- **Short problem**
Reproduce the rows below verbatim, covering everything from the start down to the line containing "x=568, y=357", with both ends included. Leave the pictures out of your copy.

◆ ◆ ◆ ◆ ◆

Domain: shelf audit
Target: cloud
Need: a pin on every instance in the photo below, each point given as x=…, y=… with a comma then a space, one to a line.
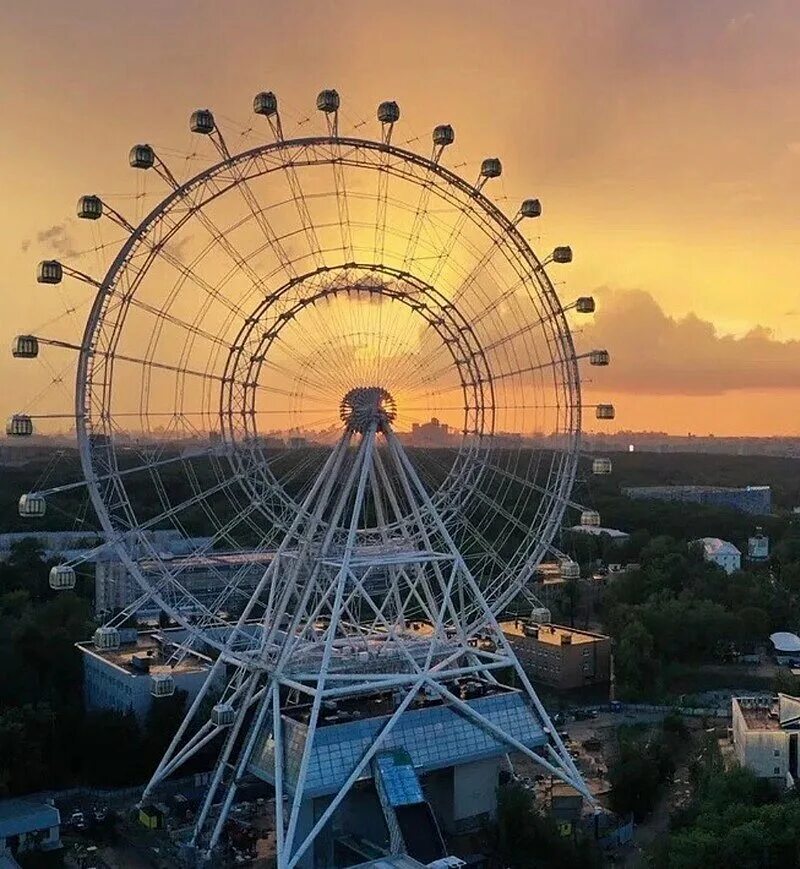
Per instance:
x=654, y=353
x=57, y=239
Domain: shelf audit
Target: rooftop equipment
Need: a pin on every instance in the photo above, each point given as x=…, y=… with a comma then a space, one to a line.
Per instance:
x=19, y=425
x=25, y=347
x=49, y=271
x=32, y=506
x=62, y=577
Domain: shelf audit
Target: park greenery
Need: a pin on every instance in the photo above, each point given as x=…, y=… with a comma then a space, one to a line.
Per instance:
x=645, y=761
x=47, y=739
x=734, y=819
x=675, y=614
x=525, y=838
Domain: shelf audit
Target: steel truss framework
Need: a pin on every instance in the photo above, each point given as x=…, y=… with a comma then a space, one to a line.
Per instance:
x=352, y=289
x=316, y=644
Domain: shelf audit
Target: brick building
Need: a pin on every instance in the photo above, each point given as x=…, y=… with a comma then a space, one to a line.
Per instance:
x=559, y=656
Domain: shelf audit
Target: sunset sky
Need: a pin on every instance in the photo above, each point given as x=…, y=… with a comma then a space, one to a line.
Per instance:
x=662, y=136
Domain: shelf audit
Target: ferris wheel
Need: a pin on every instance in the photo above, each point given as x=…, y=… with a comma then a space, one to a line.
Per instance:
x=322, y=355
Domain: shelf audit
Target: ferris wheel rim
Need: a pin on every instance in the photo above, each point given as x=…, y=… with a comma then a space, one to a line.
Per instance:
x=568, y=357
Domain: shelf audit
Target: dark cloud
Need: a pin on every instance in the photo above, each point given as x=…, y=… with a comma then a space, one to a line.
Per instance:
x=58, y=240
x=654, y=353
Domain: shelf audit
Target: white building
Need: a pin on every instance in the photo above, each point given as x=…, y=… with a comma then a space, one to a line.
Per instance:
x=785, y=647
x=765, y=736
x=614, y=534
x=720, y=552
x=122, y=679
x=203, y=576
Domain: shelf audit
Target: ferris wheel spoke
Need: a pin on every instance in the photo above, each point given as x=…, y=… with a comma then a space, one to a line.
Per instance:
x=303, y=213
x=340, y=185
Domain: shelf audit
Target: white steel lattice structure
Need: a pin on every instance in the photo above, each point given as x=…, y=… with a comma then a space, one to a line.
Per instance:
x=345, y=366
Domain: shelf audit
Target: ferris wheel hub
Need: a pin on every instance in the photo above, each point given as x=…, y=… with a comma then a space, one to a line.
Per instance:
x=366, y=407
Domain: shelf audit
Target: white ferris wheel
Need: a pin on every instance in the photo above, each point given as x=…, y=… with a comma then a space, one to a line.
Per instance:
x=341, y=369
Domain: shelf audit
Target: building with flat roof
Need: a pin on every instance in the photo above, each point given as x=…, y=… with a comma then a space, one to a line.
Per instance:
x=28, y=825
x=614, y=534
x=765, y=736
x=721, y=552
x=122, y=679
x=438, y=770
x=204, y=576
x=748, y=499
x=560, y=656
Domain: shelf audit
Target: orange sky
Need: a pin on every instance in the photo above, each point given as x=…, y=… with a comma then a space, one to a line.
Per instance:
x=662, y=137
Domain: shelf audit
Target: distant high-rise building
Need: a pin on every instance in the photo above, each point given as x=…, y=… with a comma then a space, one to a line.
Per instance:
x=749, y=499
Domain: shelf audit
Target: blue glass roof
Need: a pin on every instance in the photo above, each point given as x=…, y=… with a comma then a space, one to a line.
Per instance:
x=434, y=737
x=399, y=778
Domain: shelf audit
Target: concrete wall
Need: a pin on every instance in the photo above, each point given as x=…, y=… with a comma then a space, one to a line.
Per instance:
x=764, y=752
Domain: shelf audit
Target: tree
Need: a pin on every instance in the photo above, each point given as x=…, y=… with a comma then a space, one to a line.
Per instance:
x=635, y=665
x=637, y=774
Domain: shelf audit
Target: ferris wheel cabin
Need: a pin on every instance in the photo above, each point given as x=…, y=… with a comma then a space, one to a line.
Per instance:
x=62, y=577
x=32, y=506
x=25, y=347
x=20, y=425
x=601, y=466
x=49, y=271
x=90, y=208
x=202, y=121
x=443, y=135
x=265, y=103
x=142, y=157
x=531, y=208
x=388, y=112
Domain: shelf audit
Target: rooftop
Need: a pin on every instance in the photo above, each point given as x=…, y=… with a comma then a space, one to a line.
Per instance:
x=781, y=713
x=551, y=634
x=597, y=530
x=785, y=641
x=159, y=654
x=715, y=546
x=384, y=703
x=24, y=816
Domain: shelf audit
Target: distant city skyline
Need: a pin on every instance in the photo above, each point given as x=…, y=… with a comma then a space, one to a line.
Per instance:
x=626, y=122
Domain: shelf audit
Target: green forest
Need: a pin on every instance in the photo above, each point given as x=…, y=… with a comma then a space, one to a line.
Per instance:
x=666, y=619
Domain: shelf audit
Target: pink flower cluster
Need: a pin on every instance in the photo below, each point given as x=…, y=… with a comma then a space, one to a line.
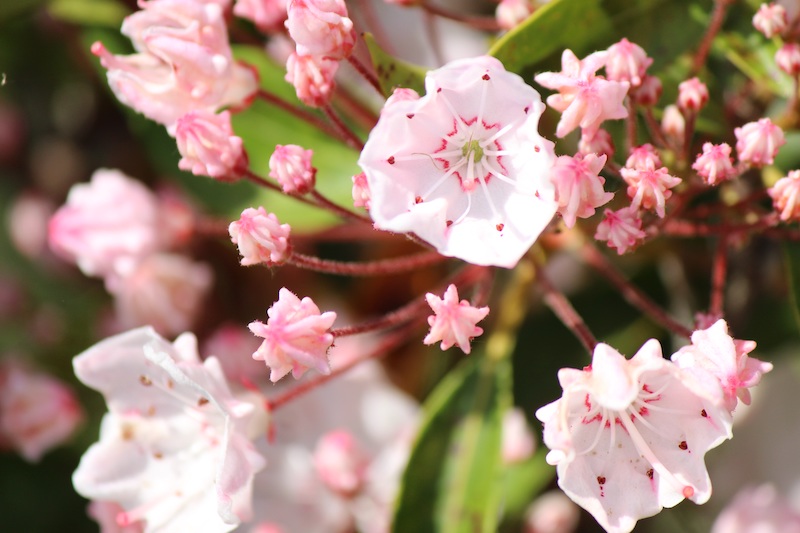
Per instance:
x=643, y=425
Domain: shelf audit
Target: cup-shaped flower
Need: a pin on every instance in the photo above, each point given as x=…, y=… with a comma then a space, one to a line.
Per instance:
x=714, y=355
x=579, y=187
x=453, y=322
x=208, y=146
x=290, y=165
x=622, y=229
x=321, y=28
x=628, y=437
x=757, y=143
x=37, y=411
x=174, y=449
x=296, y=337
x=107, y=226
x=260, y=237
x=584, y=99
x=464, y=167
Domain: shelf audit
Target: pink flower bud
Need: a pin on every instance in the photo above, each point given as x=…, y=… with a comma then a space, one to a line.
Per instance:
x=453, y=321
x=597, y=142
x=692, y=95
x=296, y=337
x=643, y=157
x=785, y=196
x=37, y=411
x=260, y=237
x=622, y=229
x=510, y=13
x=361, y=191
x=165, y=291
x=627, y=62
x=648, y=188
x=341, y=463
x=770, y=19
x=648, y=93
x=757, y=143
x=673, y=124
x=321, y=28
x=267, y=15
x=715, y=165
x=208, y=146
x=579, y=187
x=291, y=166
x=788, y=58
x=312, y=78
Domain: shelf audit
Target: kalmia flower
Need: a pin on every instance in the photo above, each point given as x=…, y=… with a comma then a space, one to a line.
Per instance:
x=453, y=322
x=628, y=437
x=184, y=62
x=757, y=143
x=715, y=165
x=788, y=58
x=291, y=166
x=340, y=462
x=321, y=28
x=463, y=167
x=579, y=187
x=643, y=157
x=107, y=225
x=361, y=196
x=771, y=19
x=174, y=448
x=312, y=78
x=37, y=411
x=714, y=355
x=208, y=146
x=267, y=15
x=622, y=229
x=583, y=98
x=692, y=95
x=627, y=62
x=296, y=337
x=510, y=13
x=649, y=188
x=260, y=237
x=597, y=142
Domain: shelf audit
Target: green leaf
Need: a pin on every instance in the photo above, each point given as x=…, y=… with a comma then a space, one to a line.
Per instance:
x=89, y=12
x=393, y=72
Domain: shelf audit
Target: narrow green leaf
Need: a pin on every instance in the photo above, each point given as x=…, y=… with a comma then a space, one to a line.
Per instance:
x=393, y=72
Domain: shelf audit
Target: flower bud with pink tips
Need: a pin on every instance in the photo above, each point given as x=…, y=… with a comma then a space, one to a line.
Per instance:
x=321, y=28
x=37, y=411
x=715, y=356
x=692, y=95
x=312, y=78
x=296, y=337
x=628, y=436
x=453, y=322
x=261, y=238
x=621, y=229
x=785, y=196
x=208, y=146
x=715, y=165
x=584, y=99
x=291, y=166
x=757, y=143
x=627, y=62
x=464, y=167
x=579, y=187
x=771, y=19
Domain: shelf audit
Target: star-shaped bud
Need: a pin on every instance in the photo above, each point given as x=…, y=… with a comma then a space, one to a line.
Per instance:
x=296, y=337
x=628, y=437
x=453, y=322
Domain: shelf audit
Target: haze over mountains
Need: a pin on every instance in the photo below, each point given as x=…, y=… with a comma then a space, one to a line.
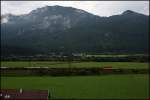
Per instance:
x=67, y=29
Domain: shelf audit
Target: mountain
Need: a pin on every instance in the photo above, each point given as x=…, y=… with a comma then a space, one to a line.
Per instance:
x=67, y=29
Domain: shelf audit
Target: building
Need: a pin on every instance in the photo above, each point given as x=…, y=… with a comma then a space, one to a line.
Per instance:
x=20, y=94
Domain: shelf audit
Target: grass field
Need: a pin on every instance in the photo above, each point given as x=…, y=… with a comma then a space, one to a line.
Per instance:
x=73, y=64
x=98, y=87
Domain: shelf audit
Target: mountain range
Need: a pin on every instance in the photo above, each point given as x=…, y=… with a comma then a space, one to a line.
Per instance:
x=66, y=29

◆ ◆ ◆ ◆ ◆

- **Reply**
Domain: shelf audit
Target: cloud
Need: a pin on every instance in the photo below, each point given as x=…, y=… with a comma then a space, one to a line.
Per instance:
x=654, y=353
x=57, y=239
Domain: shelf audit
Target: rooftop equipment
Need: a pin on every instance in the photo above, each point given as x=…, y=… with a comma then a space, one to a line.
Per instance:
x=19, y=425
x=25, y=347
x=49, y=271
x=32, y=506
x=62, y=577
Domain: shelf audit
Target: park greenery
Need: a pin on every instance in the photo above, each point given as x=…, y=… with a comma then a space, one to a line.
Per instance:
x=645, y=761
x=47, y=739
x=734, y=819
x=675, y=614
x=525, y=838
Domain: shelf audit
Target: steel truss framework
Need: a pin on every instance in the photo above, each point given as x=…, y=… with a comma then a space, one to a line.
Per instance:
x=352, y=289
x=316, y=644
Domain: shelf audit
Target: brick building
Need: a pin on every instance in the photo above, each point given as x=…, y=… with a comma then a space, one to a line.
Per instance:
x=559, y=656
Domain: shelf audit
Target: sunset sky
Need: a pin on every instance in the photo above, each point given as x=…, y=… with a comma then a space, one to a line.
Per instance:
x=662, y=136
Domain: shelf audit
Target: ferris wheel
Need: a pin on every instance in the photo above, each point given as x=…, y=… with a comma then a space, one to a line.
Per instance:
x=322, y=355
Domain: shelf audit
Target: ferris wheel rim
Need: a pin on every instance in the photo above, each point given as x=…, y=… with a comma then a space, one to a line.
Per instance:
x=568, y=357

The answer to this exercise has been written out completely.